● **Your tasks**:
a) In the passage on the Exchange's disciplinary rules, which rules are named as not applying to Limited Underwriting Members?
b) Please continue the passage on the Exchange's disciplinary rules from the point where it stops.

Begin Given text

The disciplinary rules that will be
applicable to Limited Underwriting
Members and their associated persons
(with the exception of Rules 8211, 9400,
and 9557 that are not relevant to the
new membership type as described
above) 97 are the same as those that
apply to existing Members of the
Exchange and associated persons of
such Members. The Commission
previously found that the Exchange’s
disciplinary rules are consistent with
the requirements of sections 6(b)(6) and
6(b)(7) of the Act in that they provide
a fair procedure for the disciplining of
members and persons associated with
members.98 For similar reasons, the
Commission believes that, consistent
with the requirements of sections 6(b)(6)
and 6(b)(7),99 the Exchange’s
disciplinary rules and procedures
should provide a fair procedure for the
disciplining of Limited Underwriting
Members and persons associated with
such members, and for prohibiting or
limiting access with respect to services
offered by the Exchange. The
Commission also believes for similar
reasons as previously found, consistent
with the requirements of section 6(b)(1)

End Given text
Begin Material shown

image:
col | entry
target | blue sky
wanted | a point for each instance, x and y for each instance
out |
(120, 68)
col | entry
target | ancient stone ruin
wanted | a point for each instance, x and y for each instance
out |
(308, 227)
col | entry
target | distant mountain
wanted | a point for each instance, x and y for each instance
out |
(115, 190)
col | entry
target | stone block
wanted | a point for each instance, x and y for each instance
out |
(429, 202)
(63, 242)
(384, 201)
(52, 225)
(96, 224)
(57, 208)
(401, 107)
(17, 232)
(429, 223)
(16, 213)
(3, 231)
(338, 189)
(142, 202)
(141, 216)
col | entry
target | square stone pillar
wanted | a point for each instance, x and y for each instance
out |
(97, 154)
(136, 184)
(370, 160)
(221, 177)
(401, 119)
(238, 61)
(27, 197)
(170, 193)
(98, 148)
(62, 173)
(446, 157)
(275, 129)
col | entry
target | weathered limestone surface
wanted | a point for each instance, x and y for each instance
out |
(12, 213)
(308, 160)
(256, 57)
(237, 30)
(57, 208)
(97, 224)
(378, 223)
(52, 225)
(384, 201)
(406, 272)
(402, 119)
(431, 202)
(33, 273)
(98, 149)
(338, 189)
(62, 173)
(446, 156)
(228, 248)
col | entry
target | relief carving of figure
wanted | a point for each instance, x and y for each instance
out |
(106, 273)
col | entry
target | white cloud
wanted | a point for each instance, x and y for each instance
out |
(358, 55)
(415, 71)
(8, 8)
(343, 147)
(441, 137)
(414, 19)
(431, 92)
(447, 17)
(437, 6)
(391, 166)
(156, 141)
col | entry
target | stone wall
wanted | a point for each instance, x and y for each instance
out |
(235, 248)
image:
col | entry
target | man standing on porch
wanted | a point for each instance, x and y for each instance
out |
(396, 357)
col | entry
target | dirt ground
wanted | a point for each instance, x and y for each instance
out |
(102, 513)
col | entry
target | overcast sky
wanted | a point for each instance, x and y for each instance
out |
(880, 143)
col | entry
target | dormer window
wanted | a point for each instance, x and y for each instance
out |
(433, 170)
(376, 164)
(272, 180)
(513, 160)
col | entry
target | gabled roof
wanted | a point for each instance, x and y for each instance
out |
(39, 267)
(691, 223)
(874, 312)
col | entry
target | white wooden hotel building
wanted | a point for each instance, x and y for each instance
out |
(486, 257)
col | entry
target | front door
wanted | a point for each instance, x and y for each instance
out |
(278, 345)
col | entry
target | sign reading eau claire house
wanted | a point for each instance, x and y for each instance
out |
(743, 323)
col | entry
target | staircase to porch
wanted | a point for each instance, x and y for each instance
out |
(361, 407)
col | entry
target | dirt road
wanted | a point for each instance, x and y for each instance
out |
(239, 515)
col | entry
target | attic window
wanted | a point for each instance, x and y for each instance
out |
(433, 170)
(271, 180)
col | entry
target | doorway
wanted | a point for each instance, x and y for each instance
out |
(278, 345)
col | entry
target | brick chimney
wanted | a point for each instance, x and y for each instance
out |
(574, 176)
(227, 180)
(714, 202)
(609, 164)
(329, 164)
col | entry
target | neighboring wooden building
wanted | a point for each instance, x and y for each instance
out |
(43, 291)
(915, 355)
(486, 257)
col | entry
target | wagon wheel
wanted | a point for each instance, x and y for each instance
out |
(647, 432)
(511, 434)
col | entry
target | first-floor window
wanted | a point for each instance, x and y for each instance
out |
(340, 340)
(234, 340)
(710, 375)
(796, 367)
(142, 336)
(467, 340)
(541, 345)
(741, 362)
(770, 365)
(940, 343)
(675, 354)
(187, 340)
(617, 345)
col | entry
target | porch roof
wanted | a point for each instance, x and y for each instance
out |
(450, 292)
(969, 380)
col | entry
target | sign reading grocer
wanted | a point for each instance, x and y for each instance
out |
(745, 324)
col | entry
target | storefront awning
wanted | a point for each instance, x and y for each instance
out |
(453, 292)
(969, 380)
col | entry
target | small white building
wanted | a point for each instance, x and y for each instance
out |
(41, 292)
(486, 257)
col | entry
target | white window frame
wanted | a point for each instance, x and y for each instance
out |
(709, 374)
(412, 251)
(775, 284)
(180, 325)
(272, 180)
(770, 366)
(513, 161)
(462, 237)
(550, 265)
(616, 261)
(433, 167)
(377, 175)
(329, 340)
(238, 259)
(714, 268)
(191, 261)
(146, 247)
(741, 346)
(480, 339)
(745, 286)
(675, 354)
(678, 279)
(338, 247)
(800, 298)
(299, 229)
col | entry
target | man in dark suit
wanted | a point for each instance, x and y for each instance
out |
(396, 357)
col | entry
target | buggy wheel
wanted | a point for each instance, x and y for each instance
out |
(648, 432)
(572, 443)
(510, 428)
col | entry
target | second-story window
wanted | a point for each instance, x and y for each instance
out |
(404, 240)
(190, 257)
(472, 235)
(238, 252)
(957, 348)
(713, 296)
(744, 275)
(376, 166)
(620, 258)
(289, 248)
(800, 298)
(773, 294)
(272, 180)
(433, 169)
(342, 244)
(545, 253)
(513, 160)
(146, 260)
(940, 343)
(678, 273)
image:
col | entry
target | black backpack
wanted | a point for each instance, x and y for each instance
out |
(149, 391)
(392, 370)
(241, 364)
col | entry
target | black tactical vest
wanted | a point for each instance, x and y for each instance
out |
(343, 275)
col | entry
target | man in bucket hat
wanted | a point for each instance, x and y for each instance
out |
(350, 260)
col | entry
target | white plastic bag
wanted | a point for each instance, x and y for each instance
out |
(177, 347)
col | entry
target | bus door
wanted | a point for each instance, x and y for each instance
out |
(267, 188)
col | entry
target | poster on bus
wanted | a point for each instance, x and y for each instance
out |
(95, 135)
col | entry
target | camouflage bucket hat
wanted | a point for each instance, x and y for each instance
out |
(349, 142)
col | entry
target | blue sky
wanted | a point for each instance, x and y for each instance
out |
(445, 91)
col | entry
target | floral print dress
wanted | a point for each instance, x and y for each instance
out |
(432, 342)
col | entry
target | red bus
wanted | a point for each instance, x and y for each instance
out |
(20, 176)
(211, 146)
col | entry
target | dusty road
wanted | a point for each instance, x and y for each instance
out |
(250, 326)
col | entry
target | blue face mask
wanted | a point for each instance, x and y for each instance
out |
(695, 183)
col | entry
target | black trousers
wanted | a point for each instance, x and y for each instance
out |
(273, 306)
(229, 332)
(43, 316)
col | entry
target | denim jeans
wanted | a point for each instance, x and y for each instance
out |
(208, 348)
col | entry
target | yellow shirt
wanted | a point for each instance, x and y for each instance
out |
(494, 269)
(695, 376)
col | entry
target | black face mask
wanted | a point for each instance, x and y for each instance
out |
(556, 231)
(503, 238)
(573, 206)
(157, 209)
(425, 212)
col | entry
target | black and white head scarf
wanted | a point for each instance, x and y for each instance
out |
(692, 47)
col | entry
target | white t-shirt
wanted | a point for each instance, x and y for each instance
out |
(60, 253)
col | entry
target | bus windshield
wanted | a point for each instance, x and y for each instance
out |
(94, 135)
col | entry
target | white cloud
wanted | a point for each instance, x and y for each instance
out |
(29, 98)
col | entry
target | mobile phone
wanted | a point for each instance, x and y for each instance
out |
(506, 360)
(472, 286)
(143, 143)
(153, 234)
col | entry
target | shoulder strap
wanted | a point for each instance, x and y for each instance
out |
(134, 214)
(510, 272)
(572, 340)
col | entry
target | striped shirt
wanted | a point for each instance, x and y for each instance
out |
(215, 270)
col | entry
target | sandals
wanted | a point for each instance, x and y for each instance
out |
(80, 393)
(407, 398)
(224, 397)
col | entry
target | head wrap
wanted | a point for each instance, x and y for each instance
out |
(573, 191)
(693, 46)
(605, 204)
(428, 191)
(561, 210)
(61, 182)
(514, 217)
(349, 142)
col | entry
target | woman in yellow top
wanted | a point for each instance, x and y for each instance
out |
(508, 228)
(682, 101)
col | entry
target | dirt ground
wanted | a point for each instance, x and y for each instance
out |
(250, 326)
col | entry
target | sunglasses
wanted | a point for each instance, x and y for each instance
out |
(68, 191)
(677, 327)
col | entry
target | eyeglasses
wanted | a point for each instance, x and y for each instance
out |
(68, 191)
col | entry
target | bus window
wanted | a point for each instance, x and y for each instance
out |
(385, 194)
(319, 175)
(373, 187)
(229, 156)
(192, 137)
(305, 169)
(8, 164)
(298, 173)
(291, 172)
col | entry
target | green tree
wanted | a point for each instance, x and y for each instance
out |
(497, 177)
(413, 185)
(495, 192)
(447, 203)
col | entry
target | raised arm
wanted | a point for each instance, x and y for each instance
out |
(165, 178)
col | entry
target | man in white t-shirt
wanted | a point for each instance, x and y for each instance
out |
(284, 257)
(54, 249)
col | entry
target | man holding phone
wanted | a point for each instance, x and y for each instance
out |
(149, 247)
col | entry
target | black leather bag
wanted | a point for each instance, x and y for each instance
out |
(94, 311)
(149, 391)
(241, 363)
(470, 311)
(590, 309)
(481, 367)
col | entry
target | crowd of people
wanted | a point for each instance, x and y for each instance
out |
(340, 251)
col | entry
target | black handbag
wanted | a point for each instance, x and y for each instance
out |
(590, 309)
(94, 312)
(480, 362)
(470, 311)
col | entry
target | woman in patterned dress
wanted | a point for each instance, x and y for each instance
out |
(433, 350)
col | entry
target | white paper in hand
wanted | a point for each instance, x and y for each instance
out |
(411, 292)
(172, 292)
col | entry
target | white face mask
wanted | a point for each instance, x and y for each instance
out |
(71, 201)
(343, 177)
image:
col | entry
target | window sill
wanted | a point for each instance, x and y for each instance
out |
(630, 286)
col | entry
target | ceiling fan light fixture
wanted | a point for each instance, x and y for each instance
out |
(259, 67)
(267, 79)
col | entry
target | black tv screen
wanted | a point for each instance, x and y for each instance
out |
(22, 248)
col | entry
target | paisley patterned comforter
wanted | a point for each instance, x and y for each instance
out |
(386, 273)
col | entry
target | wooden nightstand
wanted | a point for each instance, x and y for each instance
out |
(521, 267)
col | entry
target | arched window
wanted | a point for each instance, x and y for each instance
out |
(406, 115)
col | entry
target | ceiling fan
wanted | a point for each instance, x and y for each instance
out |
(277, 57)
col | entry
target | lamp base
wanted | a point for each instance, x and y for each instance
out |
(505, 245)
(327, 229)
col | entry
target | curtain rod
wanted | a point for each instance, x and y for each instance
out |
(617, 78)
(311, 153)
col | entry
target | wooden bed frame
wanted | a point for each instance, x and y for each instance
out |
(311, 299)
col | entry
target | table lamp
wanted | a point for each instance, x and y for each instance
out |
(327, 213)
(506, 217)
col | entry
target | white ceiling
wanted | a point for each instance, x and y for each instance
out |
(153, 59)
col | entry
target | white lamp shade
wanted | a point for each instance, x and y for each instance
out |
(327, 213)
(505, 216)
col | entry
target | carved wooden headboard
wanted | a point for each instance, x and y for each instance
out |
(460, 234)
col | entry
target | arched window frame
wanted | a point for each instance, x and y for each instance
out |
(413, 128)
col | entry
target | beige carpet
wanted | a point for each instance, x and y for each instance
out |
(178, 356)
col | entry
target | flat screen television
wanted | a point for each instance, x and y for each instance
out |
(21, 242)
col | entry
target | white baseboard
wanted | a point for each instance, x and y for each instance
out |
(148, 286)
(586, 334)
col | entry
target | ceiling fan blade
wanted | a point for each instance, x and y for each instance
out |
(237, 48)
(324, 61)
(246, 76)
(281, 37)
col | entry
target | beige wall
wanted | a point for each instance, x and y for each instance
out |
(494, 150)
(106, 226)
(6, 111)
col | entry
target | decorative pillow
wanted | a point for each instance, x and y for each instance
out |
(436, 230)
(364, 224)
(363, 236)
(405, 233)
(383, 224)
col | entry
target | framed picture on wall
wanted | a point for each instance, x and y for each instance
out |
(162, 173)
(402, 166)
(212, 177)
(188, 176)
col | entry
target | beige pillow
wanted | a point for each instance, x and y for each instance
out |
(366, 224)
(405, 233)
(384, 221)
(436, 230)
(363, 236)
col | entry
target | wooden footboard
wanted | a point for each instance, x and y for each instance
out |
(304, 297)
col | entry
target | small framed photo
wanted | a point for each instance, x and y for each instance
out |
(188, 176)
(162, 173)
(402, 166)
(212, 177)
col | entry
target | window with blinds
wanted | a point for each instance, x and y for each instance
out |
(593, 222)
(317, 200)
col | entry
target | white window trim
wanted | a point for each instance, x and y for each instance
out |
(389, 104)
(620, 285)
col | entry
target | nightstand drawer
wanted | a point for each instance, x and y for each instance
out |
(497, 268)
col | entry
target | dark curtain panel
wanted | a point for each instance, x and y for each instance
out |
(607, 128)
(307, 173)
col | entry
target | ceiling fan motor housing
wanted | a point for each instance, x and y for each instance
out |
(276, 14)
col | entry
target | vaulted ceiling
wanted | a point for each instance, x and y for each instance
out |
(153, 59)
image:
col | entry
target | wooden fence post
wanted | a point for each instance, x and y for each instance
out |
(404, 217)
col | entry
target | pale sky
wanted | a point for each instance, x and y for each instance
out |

End Material shown

● **Answers for the exercise**:
a) Rules 8211, 9400, and 9557.

b)
of the Act,100 that the proposed rules
should provide the Exchange with the
ability to enforce compliance as to
Limited Underwriting Members and
their associated persons with the
provisions of the Act, the rules and
regulations thereunder, and the rules of
the Exchange.101
The Exchange has also proposed to
subject Limited Underwriting Members
to General 9, Sections 1, 20, and 21.
General 9, Section 1 includes general
standards by which Members must
abide, such as requiring Members to
observe high standards of commercial
honor and just and equitable principles
of trade. General 9, Section 20 requires
Members to establish and maintain a
system to supervise the activities of
each registered representative and
associated person. General 9, Section 21
requires, among other things, for
Members to test that their supervisory
procedures are reasonably designed to
achieve compliance with applicable
97 See
supra notes 49–52 and accompanying text.
Nasdaq Exchange Registration Order, supra
note 75, at 3558. Any changes to the disciplinary
rules since the original approval would have had
to be submitted to the Commission under section
19(b) of the Act and be consistent with the Act, in
particular with Section 6.
99 See 15 U.S.C. 78(b)(6) and (7).
100 See 15 U.S.C. 78(b)(1).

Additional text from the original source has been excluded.